(Location annotation dataset excerpts)
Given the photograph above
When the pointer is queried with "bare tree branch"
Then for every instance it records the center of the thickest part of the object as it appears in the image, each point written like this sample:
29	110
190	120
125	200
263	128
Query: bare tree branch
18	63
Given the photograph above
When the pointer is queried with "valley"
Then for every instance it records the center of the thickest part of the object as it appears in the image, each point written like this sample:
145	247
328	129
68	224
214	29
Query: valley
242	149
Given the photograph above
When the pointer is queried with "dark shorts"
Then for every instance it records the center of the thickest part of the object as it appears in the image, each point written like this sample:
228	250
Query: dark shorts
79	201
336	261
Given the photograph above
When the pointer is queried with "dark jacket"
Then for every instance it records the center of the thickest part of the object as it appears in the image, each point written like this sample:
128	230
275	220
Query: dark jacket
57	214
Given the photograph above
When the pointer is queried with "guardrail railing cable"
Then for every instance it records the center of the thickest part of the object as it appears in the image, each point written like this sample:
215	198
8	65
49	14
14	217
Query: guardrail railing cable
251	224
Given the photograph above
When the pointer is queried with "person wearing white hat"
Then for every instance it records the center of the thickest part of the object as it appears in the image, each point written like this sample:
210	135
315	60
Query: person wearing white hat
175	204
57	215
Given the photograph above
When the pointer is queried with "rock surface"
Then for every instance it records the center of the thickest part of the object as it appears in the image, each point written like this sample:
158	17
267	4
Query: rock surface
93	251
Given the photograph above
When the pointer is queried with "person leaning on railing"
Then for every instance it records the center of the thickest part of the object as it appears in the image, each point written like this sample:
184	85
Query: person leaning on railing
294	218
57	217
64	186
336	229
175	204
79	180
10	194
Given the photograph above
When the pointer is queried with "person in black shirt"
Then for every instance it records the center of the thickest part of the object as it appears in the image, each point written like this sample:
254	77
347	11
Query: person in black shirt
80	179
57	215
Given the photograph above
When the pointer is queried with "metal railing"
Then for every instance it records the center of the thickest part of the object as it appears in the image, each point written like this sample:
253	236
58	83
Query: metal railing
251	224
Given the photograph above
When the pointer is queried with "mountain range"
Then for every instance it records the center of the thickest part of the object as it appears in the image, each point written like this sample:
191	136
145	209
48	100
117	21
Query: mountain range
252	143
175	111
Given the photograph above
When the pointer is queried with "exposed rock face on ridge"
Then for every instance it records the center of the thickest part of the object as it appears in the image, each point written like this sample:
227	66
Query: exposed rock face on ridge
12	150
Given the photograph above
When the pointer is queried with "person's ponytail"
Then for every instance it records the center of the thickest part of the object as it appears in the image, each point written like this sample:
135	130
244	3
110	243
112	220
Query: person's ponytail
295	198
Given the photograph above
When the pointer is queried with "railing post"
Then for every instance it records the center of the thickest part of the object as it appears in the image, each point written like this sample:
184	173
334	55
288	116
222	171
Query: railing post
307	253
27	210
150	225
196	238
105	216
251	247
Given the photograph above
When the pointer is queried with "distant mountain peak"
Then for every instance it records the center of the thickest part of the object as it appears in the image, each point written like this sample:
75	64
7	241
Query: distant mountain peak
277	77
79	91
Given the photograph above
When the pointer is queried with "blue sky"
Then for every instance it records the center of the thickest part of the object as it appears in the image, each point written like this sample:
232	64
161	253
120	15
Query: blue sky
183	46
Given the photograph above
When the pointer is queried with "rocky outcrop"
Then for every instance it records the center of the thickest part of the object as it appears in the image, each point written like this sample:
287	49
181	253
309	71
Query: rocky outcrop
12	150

_Exercise task_:
Every record above should be output exactly.

_Answer_:
Given the photograph above
When the pointer is queried with "bare tree branch"
Then for every instance it records the center of the thickest part of the object as it appears in the image, each point written like this sample:
29	110
190	120
125	200
263	128
Query: bare tree branch
18	63
Given the photograph above
When the pointer is queried with "valley"
Then for every instance it records the center of the thickest part of the object as it appears in the image, each point written like this sample:
145	247
328	129
68	224
214	29
Query: valley
242	149
Given the photograph above
When the pointer is queried with "dark shorts"
Then for every instance it records the center of the thickest part of the object as it appears in the image, each point written like this sample:
228	250
Query: dark shorts
79	201
336	261
Given the photograph above
When the pointer is queried with "dark jacket"
Then for every instance it records the center of the thickest part of the object as it appears in the image, each point written like this sample:
128	230
275	220
Query: dark jacket
57	214
Given the photograph above
When the pointer is queried with "guardrail railing cable"
Then for every instance it records the center of the thickest part of the object as it appears in the image, each point written like this sample:
215	198
8	65
49	14
14	217
Query: guardrail railing cable
251	224
Given the photograph above
When the pointer is queried with "person wearing white hat"
Then for every instance it records the center of the thickest part of the object as it appears in the image, each point written like this sample:
210	135
315	60
Query: person wearing white hat
175	204
57	215
Given the photograph above
When the pointer is queried with "rock surface"
Then for every instance it records the center of the thickest part of the object as it appears in the image, each point written like this sample:
158	17
267	4
Query: rock surface
93	251
Given the photograph above
When the pointer is queried with "person leaning on railing"
Then for every instance it records the center of the thickest part of the object as it appears in the image, each point written like this sample:
184	85
Query: person leaning on railing
294	218
57	217
64	186
336	229
175	204
79	180
10	194
Given the photograph above
When the pointer is queried with "person in black shirt"
Then for every instance it records the center of the thickest part of the object as it appears in the image, each point written like this sample:
254	77
347	11
Query: person in black shirt
80	179
57	215
Given the photograph above
When the pointer is queried with "metal railing"
Then for every instance it records the center of the thickest part of the object as it appears in the image, each point written like this sample:
253	236
58	83
Query: metal railing
251	224
Given the photograph above
When the pointer is queried with "mountain range"
Then for every instance it records the center of the thickest part of the object as it appears in the image, each point written like this sample:
191	136
145	209
48	100
117	21
Query: mountain range
252	143
175	111
Given the photograph above
When the pointer is queried with "exposed rock face on ridge"
Then for every instance it records the center of the thickest part of the object as it appears in the image, each point written like this sample:
227	66
Query: exposed rock face on ridge
12	150
Given the photograph above
When the pointer is queried with "person's ponytail"
Then for every instance it records the center of the thickest part of the object as it appears in the image, each point written like this sample:
135	130
244	3
110	243
112	220
Query: person's ponytail
295	198
Given the photograph above
When the pointer is queried with "railing post"
Then for every instance it records the center of the thickest part of the object as it appears in the image, each point written like this sample:
184	173
334	55
288	116
222	171
Query: railing post
307	253
27	210
150	225
196	238
105	216
251	247
Given the photograph above
When the pointer is queried with "distant mountain peak"
Then for every instance it records the center of the thickest part of the object as it appears in the image, each point written like this sample:
75	64
7	241
Query: distant mountain peak
277	77
79	91
Given the photograph above
When the pointer is queried with "blue sky"
Then for every instance it records the center of the thickest part of the object as it appears in the image, each point written like this sample:
232	64
161	253
120	15
Query: blue sky
183	46
Given the photograph above
When the pointer is queried with "rocky outcrop"
Then for every instance it records the center of the thickest part of the object as it appears in the image, each point written like this sample:
287	49
181	253
309	71
Query: rocky outcrop
12	150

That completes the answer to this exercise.